--- START ---

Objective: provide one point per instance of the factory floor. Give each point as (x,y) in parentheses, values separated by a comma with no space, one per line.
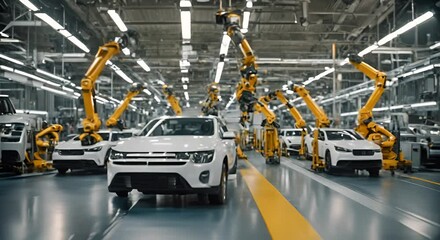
(285,201)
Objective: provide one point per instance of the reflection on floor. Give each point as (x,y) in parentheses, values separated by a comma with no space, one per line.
(346,206)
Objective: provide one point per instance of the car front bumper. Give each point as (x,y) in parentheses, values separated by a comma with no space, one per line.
(163,177)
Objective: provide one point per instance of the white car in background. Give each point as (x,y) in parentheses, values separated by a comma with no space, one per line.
(178,155)
(290,140)
(72,155)
(346,149)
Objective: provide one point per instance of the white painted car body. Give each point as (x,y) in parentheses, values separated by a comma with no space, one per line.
(72,155)
(290,138)
(347,149)
(158,162)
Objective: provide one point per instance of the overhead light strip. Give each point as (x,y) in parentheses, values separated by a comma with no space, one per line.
(118,20)
(383,40)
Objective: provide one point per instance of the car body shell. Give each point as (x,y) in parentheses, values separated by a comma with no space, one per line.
(72,155)
(363,154)
(153,158)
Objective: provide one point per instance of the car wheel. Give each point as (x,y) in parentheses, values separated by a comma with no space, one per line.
(328,163)
(374,172)
(220,197)
(234,168)
(122,194)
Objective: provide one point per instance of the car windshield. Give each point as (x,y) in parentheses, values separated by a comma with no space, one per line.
(293,133)
(339,135)
(105,136)
(184,127)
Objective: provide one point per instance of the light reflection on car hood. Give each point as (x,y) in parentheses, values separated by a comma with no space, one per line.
(167,144)
(355,144)
(77,145)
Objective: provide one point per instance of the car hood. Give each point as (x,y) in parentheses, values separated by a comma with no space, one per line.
(167,144)
(77,145)
(355,144)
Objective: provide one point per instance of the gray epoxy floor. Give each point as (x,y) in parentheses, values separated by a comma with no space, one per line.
(78,206)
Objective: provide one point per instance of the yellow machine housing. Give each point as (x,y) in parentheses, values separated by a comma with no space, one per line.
(172,100)
(370,129)
(322,121)
(47,138)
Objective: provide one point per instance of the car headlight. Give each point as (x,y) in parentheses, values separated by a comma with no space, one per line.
(197,157)
(95,149)
(114,155)
(342,149)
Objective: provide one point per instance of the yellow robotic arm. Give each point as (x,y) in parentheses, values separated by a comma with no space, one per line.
(209,106)
(91,122)
(134,90)
(299,121)
(322,121)
(366,125)
(172,100)
(46,138)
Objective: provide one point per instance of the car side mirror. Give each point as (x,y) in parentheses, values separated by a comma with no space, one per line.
(228,135)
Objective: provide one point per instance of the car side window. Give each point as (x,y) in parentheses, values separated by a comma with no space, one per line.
(321,136)
(115,137)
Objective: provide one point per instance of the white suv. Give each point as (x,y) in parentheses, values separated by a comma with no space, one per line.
(72,155)
(178,155)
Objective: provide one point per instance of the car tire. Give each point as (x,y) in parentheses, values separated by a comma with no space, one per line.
(234,168)
(328,163)
(122,194)
(62,170)
(220,197)
(374,172)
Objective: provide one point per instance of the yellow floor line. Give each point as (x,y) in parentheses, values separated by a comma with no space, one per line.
(423,180)
(282,219)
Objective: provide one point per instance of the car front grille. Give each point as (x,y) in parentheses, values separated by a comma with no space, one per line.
(75,152)
(360,152)
(151,155)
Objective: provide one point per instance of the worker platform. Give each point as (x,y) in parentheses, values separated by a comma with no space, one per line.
(286,201)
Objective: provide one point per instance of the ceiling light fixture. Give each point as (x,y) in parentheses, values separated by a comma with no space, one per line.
(389,37)
(219,71)
(185,18)
(143,64)
(11,59)
(117,19)
(53,90)
(29,5)
(147,92)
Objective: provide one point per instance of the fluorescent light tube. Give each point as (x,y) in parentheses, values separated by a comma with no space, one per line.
(117,19)
(123,76)
(246,17)
(435,45)
(147,92)
(50,21)
(78,43)
(29,5)
(185,18)
(219,71)
(53,90)
(11,59)
(143,65)
(65,33)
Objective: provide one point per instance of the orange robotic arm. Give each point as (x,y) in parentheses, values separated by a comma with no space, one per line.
(132,92)
(172,100)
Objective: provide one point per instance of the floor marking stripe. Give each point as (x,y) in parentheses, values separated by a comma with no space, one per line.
(419,225)
(421,179)
(282,219)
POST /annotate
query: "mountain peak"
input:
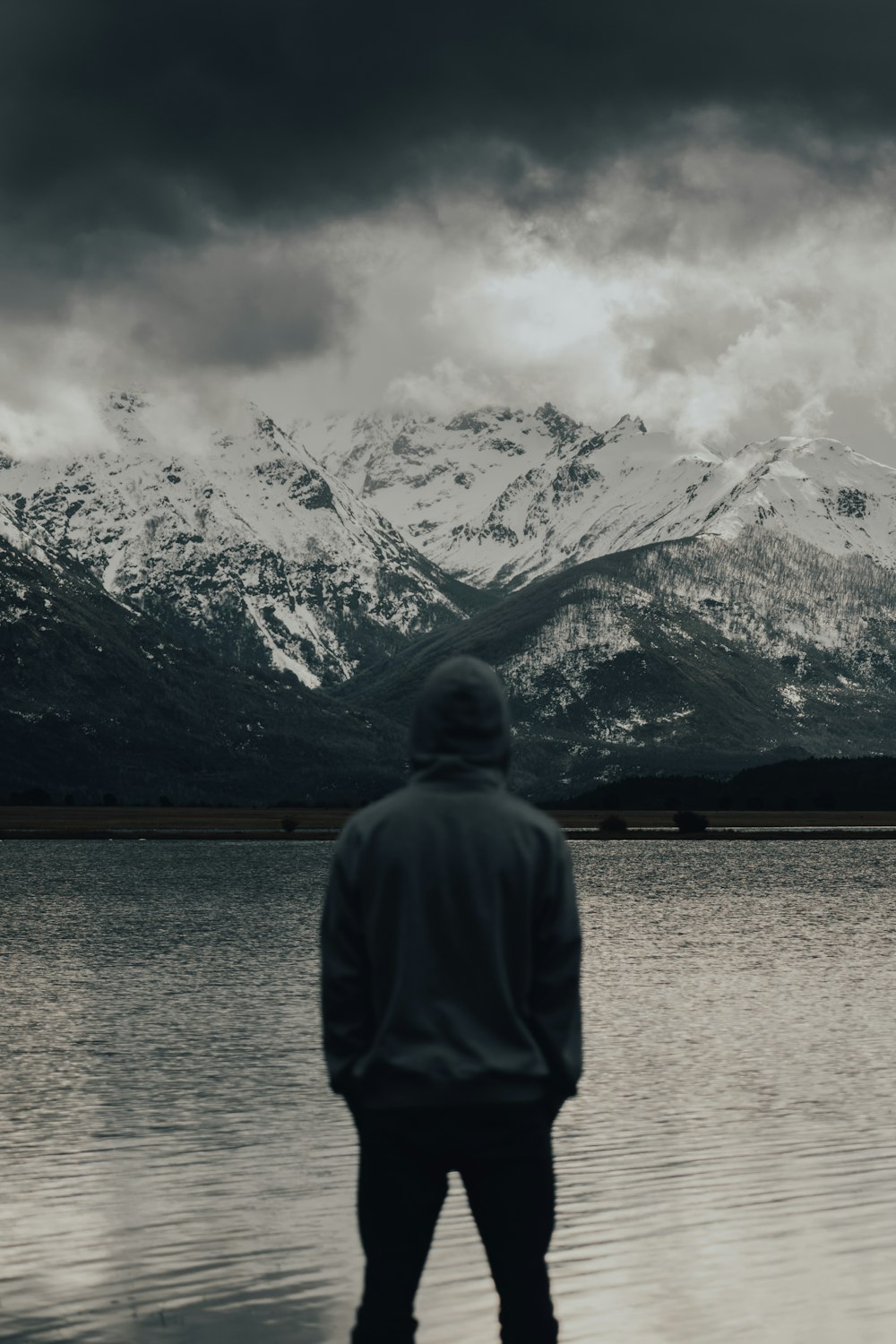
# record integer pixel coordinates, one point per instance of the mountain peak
(629, 422)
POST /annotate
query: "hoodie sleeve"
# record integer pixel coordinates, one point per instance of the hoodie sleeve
(346, 997)
(555, 1002)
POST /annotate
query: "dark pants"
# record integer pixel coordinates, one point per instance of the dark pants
(504, 1158)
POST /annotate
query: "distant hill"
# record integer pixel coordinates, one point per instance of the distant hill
(857, 784)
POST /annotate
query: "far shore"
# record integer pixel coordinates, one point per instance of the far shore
(50, 823)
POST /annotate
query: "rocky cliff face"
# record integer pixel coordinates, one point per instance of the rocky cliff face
(648, 610)
(249, 548)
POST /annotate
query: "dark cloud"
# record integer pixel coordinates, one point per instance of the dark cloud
(237, 306)
(159, 118)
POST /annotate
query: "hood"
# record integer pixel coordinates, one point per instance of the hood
(461, 711)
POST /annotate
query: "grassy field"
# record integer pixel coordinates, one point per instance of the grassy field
(323, 824)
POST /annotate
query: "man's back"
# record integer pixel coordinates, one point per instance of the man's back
(463, 900)
(450, 994)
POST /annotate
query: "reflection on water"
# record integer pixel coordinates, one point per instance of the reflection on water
(174, 1167)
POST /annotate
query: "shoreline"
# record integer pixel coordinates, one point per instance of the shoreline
(316, 824)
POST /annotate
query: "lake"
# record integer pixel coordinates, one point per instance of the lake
(174, 1167)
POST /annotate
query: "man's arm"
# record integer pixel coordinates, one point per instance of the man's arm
(555, 1000)
(346, 996)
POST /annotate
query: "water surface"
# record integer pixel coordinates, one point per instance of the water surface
(174, 1167)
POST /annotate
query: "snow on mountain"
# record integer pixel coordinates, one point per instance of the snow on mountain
(96, 696)
(696, 655)
(253, 548)
(501, 497)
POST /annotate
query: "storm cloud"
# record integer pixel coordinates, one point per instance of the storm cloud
(168, 118)
(677, 210)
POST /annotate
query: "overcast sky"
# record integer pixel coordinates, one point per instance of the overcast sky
(678, 210)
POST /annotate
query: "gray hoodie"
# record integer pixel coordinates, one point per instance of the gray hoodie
(450, 937)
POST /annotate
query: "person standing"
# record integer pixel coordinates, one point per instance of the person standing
(450, 951)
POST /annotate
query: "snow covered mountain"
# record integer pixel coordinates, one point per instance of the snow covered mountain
(648, 609)
(252, 548)
(97, 698)
(500, 497)
(696, 655)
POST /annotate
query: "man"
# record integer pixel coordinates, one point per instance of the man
(450, 999)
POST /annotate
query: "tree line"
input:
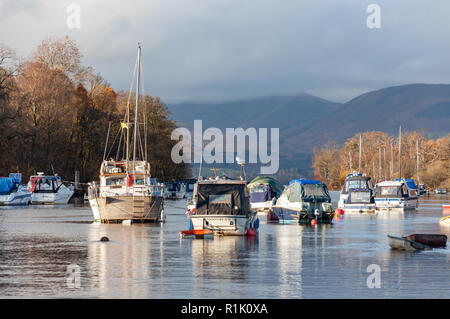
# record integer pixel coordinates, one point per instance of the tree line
(55, 114)
(426, 160)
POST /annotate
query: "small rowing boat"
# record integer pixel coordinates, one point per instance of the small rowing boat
(432, 240)
(401, 243)
(446, 209)
(197, 234)
(417, 242)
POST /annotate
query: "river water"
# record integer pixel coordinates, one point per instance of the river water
(40, 246)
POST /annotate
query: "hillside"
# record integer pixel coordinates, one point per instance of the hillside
(306, 121)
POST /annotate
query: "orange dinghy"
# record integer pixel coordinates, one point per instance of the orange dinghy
(446, 209)
(197, 234)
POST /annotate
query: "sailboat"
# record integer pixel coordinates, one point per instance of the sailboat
(357, 194)
(127, 192)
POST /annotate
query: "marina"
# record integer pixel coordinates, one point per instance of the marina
(38, 243)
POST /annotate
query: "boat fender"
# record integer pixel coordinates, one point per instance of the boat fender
(256, 224)
(252, 232)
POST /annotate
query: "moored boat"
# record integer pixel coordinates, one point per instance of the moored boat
(12, 192)
(197, 234)
(418, 242)
(359, 201)
(395, 195)
(174, 190)
(264, 191)
(126, 193)
(304, 200)
(48, 189)
(354, 180)
(222, 205)
(402, 243)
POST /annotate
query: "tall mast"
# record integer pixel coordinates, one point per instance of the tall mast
(417, 156)
(136, 110)
(400, 152)
(360, 151)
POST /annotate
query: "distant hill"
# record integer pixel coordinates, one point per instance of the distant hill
(306, 121)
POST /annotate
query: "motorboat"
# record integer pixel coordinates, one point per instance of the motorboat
(49, 189)
(264, 192)
(354, 180)
(360, 200)
(222, 205)
(395, 195)
(174, 190)
(304, 200)
(12, 192)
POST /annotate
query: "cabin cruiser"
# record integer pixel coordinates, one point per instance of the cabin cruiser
(360, 200)
(304, 200)
(354, 180)
(174, 190)
(398, 194)
(12, 192)
(125, 193)
(264, 192)
(48, 189)
(222, 205)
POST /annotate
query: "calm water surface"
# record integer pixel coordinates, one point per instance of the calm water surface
(37, 244)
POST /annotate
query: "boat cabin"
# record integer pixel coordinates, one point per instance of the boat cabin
(360, 196)
(44, 183)
(359, 182)
(221, 197)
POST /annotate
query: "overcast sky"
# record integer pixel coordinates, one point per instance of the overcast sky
(230, 49)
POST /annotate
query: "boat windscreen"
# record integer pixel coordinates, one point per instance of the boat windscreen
(388, 191)
(314, 190)
(360, 197)
(355, 183)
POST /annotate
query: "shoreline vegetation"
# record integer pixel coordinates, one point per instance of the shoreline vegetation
(380, 159)
(55, 114)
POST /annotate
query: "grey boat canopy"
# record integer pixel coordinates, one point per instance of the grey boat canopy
(221, 197)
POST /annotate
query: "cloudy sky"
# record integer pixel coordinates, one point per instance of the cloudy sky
(230, 49)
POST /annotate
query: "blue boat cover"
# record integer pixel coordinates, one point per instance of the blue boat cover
(7, 184)
(410, 182)
(302, 181)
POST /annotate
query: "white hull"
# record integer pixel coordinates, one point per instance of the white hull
(359, 209)
(224, 224)
(16, 198)
(396, 203)
(61, 197)
(262, 206)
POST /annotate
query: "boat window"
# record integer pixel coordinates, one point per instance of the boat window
(115, 181)
(387, 191)
(356, 183)
(139, 181)
(314, 190)
(360, 197)
(258, 189)
(220, 199)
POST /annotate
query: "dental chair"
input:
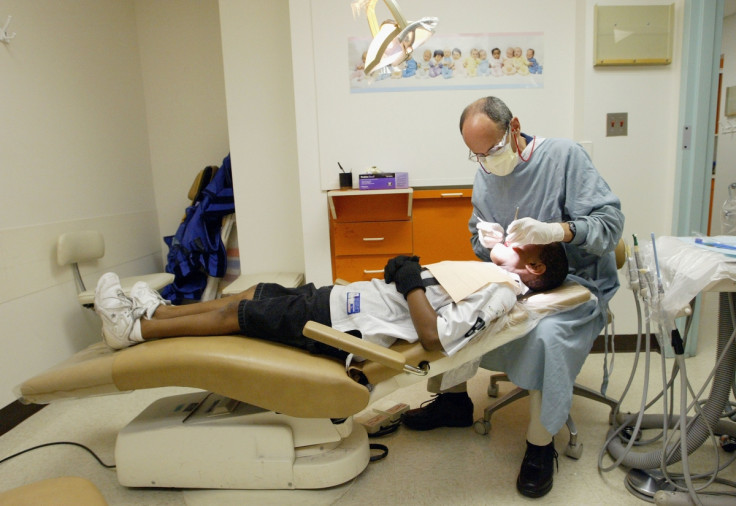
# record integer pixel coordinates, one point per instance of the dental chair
(86, 245)
(574, 448)
(268, 416)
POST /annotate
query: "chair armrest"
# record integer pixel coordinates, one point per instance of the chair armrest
(351, 344)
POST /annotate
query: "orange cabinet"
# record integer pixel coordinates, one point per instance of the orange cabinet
(440, 224)
(368, 227)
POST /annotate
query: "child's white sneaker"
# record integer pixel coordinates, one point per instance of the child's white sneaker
(121, 326)
(147, 298)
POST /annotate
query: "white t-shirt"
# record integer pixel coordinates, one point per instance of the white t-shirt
(381, 314)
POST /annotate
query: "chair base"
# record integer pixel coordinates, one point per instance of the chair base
(204, 440)
(574, 449)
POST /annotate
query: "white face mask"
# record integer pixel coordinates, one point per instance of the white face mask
(501, 163)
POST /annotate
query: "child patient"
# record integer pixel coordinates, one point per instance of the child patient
(408, 304)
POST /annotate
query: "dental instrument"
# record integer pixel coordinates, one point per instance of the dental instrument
(691, 271)
(714, 244)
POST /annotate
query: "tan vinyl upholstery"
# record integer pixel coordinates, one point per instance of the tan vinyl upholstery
(65, 491)
(269, 375)
(272, 376)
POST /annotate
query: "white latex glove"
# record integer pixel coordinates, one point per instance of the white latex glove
(489, 234)
(530, 231)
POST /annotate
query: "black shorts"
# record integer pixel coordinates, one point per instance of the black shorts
(278, 314)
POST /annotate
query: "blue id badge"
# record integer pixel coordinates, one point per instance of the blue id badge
(353, 302)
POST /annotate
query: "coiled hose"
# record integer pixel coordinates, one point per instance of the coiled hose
(712, 409)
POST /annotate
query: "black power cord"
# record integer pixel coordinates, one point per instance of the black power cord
(107, 466)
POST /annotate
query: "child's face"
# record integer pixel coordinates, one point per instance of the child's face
(515, 259)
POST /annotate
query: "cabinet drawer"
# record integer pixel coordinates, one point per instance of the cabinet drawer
(372, 238)
(441, 225)
(360, 268)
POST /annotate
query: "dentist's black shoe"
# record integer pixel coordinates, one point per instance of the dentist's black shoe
(537, 468)
(444, 410)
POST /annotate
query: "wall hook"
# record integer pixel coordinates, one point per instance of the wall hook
(4, 35)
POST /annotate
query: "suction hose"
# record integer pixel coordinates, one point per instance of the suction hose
(712, 409)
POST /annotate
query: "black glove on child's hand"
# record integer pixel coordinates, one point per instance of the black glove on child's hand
(408, 277)
(393, 265)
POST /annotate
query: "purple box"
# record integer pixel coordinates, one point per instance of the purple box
(383, 181)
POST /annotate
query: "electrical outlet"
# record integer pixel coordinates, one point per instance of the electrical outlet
(617, 123)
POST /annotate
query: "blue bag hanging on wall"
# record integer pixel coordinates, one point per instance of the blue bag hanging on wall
(196, 251)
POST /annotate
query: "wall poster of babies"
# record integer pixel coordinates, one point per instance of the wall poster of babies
(462, 61)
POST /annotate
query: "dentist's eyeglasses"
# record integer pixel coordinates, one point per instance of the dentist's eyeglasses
(481, 159)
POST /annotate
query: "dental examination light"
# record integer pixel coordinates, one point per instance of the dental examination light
(394, 40)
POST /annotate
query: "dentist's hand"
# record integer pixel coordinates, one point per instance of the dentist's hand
(489, 234)
(530, 231)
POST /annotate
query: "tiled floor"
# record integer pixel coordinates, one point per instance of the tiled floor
(445, 466)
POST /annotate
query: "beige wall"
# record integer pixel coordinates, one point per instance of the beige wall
(109, 108)
(261, 122)
(74, 146)
(184, 89)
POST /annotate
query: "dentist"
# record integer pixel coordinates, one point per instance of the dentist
(560, 197)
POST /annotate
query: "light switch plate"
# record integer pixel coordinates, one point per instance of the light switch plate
(617, 123)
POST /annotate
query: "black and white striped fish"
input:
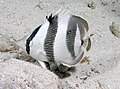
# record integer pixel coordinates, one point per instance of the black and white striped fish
(60, 40)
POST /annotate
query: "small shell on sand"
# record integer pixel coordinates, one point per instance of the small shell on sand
(114, 28)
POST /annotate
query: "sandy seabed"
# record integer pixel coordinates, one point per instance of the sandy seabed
(20, 17)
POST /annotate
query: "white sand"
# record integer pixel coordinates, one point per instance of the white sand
(19, 17)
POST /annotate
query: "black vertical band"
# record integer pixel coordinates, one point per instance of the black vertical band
(50, 37)
(30, 38)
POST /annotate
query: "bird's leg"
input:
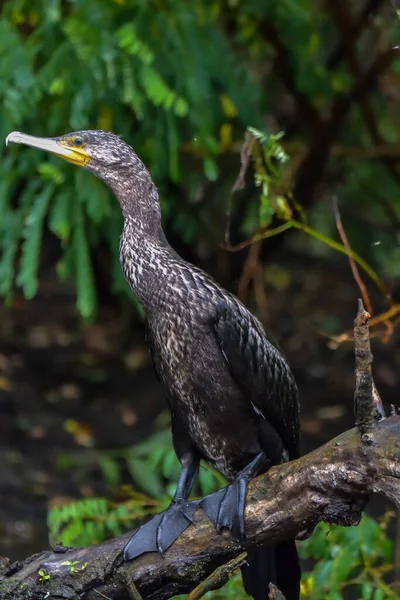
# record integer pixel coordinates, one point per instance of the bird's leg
(180, 512)
(159, 533)
(225, 508)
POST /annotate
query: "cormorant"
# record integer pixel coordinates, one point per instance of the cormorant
(232, 396)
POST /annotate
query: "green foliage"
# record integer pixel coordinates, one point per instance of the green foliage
(344, 558)
(181, 81)
(154, 469)
(148, 72)
(355, 559)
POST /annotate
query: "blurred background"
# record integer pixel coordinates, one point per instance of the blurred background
(202, 90)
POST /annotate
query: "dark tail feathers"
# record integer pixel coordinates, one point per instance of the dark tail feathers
(273, 564)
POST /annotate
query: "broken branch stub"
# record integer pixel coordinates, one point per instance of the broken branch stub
(367, 403)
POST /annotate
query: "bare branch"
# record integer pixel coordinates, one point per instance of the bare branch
(367, 402)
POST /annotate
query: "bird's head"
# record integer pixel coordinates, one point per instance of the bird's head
(112, 160)
(98, 151)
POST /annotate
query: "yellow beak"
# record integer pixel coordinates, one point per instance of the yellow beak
(76, 156)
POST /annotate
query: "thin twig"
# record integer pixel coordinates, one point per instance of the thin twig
(384, 318)
(245, 154)
(364, 397)
(353, 265)
(275, 593)
(217, 577)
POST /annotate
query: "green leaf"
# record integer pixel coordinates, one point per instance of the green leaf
(143, 475)
(210, 168)
(60, 215)
(29, 263)
(86, 294)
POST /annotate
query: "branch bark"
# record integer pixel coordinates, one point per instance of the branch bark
(332, 483)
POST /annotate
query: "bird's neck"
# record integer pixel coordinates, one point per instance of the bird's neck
(146, 257)
(148, 262)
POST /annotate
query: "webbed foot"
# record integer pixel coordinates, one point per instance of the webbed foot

--- END ---

Description of the task
Take every line from the data above that holds "webbed" and copy it out.

Answer box
query: "webbed foot"
# record integer pixel coordinates, one point per instance of the webbed foot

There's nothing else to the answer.